Items from a dataset:
>>>

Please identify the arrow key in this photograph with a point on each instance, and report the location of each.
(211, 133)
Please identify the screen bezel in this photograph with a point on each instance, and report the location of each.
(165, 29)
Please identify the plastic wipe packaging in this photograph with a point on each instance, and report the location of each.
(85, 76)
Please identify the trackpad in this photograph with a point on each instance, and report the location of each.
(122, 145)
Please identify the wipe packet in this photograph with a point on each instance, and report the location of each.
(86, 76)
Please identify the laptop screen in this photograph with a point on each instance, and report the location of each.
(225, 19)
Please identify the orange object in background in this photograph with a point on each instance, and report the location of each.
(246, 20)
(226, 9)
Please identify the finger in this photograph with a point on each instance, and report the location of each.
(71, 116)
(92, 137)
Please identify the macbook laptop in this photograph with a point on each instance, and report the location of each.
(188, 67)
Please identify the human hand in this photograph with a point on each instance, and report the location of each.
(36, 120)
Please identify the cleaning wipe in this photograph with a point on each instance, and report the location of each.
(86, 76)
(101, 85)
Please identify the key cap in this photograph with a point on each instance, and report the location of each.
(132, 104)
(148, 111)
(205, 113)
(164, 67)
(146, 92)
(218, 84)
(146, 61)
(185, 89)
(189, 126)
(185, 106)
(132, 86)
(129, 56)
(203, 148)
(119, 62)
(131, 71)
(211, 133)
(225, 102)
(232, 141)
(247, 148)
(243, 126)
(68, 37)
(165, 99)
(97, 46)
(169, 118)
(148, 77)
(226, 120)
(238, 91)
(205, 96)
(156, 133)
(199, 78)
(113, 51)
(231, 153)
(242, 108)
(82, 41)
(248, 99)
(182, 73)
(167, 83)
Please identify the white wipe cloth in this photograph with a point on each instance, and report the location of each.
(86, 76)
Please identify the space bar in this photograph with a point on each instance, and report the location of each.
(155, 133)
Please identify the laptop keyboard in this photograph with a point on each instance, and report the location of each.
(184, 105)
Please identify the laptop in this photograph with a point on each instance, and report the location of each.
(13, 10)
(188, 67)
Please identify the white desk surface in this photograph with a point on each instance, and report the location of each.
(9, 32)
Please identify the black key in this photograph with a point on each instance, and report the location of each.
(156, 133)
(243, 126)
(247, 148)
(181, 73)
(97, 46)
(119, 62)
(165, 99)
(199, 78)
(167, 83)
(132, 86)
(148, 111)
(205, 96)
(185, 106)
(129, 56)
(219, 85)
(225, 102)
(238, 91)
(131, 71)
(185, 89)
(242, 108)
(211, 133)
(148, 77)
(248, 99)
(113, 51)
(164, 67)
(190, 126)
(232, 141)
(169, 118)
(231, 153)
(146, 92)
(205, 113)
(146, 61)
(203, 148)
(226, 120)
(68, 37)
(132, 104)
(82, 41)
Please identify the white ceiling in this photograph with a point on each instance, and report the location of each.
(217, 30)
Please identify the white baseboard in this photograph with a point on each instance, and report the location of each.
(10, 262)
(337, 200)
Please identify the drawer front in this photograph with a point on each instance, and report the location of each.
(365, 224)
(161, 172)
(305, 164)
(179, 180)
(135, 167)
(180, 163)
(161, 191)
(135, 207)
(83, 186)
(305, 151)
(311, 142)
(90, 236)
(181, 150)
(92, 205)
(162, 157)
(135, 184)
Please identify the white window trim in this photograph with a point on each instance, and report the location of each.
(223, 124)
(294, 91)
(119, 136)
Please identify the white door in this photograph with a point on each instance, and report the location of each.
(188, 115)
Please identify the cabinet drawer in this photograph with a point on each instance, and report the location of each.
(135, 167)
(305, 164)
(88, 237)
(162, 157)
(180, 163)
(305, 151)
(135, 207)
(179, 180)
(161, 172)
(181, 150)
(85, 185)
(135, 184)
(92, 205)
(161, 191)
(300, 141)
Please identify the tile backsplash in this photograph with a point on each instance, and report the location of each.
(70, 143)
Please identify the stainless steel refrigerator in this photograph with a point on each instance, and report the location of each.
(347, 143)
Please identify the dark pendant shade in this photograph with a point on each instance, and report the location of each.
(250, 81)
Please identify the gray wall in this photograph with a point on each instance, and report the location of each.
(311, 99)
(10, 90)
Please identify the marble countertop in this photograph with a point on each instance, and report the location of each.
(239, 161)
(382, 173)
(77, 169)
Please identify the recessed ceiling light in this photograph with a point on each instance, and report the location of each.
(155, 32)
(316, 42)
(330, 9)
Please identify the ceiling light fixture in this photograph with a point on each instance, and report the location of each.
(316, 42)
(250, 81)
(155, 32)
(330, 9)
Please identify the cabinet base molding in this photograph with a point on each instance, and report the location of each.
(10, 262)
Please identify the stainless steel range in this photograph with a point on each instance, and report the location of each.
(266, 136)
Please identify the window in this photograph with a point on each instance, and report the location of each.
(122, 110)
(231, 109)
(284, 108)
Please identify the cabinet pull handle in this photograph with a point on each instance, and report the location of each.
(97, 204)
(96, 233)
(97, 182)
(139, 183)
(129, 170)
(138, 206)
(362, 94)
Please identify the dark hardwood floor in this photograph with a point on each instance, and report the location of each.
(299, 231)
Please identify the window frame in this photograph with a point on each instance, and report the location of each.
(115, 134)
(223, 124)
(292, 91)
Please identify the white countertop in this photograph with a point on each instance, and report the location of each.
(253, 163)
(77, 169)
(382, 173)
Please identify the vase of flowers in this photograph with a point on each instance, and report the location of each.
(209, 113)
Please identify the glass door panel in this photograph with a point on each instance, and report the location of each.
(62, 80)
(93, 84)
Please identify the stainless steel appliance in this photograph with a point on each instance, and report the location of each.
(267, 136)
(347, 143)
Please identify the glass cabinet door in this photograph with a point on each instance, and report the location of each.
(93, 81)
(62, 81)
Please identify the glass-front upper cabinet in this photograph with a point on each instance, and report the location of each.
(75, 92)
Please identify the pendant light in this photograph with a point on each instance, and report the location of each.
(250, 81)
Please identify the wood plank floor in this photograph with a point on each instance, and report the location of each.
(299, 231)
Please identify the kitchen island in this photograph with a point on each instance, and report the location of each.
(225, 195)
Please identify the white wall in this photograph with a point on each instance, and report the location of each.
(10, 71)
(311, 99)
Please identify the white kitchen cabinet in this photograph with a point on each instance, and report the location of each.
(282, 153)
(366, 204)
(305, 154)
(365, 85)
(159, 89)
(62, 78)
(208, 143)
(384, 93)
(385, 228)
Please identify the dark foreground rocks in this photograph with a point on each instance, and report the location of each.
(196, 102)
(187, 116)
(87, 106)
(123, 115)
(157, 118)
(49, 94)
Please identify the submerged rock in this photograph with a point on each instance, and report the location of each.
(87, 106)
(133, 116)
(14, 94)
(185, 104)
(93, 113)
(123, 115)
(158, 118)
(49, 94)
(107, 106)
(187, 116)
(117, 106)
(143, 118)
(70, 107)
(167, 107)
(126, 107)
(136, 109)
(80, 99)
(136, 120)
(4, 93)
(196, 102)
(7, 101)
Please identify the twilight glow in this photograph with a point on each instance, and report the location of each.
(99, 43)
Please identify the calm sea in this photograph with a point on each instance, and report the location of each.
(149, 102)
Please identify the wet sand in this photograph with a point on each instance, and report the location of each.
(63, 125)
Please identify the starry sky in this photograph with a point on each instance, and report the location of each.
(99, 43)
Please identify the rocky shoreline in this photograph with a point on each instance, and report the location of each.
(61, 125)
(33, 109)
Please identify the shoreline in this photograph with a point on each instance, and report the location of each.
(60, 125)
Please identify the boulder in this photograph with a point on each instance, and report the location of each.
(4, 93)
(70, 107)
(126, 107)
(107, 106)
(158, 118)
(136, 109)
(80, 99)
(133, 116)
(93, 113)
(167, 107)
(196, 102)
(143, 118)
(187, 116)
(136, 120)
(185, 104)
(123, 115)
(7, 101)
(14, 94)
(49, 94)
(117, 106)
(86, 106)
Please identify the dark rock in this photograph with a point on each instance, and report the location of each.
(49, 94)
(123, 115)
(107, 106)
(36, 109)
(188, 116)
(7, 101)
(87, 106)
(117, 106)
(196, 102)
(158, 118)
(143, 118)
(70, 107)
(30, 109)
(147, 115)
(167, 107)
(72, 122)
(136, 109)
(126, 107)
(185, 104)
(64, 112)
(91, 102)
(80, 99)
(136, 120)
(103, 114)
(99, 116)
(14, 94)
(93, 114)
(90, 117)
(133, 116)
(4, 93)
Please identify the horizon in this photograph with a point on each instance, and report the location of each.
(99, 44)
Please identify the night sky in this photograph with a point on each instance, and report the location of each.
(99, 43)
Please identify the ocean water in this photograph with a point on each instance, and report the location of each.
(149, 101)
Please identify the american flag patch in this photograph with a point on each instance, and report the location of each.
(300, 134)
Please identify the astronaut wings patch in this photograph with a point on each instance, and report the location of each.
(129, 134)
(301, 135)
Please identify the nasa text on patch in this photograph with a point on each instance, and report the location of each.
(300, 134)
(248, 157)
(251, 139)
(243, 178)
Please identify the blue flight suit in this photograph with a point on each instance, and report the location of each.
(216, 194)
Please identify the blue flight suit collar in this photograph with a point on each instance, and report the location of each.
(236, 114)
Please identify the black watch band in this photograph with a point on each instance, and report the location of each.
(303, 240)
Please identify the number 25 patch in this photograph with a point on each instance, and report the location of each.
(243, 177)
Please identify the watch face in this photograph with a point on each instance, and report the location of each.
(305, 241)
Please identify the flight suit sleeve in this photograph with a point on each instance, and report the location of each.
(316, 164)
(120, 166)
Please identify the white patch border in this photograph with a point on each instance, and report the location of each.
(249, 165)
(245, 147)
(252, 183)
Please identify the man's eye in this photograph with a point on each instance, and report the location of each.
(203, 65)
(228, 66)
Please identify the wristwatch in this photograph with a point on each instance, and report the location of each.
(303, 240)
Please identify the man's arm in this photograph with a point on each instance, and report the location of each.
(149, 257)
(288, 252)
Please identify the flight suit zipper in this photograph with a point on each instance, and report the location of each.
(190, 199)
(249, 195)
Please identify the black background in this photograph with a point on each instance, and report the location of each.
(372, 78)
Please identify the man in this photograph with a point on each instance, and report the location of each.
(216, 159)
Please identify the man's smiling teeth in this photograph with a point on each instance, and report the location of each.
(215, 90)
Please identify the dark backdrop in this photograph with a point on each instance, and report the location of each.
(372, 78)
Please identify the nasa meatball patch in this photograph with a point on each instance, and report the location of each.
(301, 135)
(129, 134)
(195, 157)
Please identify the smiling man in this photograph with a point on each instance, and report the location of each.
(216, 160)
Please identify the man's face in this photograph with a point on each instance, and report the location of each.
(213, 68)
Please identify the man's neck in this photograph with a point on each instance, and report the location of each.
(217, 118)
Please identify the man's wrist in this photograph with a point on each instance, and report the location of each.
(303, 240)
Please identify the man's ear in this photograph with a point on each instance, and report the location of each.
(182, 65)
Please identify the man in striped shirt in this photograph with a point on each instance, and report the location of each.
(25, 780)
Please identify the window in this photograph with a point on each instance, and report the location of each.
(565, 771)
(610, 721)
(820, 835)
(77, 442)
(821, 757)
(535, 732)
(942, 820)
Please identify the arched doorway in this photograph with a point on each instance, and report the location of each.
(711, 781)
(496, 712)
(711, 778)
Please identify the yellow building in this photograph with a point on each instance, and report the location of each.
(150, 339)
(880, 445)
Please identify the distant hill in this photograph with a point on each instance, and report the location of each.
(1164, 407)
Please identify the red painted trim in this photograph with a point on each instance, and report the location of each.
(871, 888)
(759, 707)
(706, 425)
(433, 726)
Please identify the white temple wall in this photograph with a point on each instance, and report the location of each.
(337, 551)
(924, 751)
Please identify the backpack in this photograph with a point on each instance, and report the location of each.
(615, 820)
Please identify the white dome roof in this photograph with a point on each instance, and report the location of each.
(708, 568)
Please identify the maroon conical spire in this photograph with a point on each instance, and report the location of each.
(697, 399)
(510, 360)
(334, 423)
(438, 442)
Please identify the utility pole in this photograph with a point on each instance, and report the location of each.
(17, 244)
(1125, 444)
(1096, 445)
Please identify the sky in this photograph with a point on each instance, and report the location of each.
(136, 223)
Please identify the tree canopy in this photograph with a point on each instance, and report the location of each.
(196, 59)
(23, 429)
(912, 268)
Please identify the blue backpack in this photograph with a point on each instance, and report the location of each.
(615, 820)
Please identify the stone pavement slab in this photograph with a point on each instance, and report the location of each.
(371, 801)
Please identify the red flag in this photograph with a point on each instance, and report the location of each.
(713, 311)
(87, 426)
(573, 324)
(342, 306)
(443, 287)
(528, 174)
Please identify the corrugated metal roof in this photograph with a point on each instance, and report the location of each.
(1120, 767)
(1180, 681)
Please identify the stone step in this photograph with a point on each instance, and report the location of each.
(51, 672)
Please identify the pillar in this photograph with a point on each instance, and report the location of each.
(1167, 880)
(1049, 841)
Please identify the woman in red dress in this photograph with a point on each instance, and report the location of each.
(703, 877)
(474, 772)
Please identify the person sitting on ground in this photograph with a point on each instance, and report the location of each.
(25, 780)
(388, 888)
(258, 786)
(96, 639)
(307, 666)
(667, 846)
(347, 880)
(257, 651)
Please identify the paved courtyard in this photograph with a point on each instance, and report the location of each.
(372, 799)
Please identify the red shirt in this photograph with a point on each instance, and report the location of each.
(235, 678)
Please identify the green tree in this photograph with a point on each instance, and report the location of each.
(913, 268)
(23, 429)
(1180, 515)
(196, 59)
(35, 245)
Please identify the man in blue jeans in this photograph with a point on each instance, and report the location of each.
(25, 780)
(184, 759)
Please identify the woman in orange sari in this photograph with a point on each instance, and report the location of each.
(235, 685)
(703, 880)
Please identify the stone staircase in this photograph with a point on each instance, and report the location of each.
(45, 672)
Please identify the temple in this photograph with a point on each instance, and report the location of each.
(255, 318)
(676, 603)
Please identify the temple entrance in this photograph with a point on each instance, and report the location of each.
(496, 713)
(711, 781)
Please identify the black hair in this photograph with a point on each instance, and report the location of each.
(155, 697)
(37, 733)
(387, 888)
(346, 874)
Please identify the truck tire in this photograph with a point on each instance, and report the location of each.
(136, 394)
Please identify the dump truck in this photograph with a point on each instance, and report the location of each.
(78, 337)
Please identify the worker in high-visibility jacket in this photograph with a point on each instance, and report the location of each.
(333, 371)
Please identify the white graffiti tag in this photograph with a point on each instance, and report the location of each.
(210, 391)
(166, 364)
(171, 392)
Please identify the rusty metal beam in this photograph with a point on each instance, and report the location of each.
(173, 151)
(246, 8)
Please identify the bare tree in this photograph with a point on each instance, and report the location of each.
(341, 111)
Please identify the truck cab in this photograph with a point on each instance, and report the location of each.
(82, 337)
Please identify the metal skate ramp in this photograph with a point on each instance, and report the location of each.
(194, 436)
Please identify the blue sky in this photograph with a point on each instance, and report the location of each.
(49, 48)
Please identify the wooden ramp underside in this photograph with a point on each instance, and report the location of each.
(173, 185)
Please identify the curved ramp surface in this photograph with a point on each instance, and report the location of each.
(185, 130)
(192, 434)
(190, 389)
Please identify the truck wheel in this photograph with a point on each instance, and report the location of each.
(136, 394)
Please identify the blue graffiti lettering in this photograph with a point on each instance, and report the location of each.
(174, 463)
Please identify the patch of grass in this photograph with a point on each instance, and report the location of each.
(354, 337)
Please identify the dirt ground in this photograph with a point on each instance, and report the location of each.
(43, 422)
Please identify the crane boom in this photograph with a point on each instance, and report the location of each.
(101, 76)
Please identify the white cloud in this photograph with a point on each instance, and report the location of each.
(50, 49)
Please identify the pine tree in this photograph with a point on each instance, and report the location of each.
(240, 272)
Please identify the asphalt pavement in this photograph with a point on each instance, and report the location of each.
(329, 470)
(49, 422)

<<<

[ASSIGNED TASK]: The answer must be the line containing "Please identify the dirt" and every line after it through the last line of the records above, repeated exactly.

[ANSWER TO THIS TASK]:
Please identify the dirt ground in this photograph with a point on each instance, and report the location of each.
(43, 422)
Please identify the crane boom in this photograph with a point on each instance, and report the location of each.
(101, 76)
Please identify the white cloud in this photograph with a point on each instance, and report the location of each.
(50, 49)
Please identify the pine tree in this photograph with a point on each instance, and report the location of each.
(240, 272)
Please identify the asphalt pavement in this photograph with a point on each instance, and report the location of each.
(329, 470)
(49, 422)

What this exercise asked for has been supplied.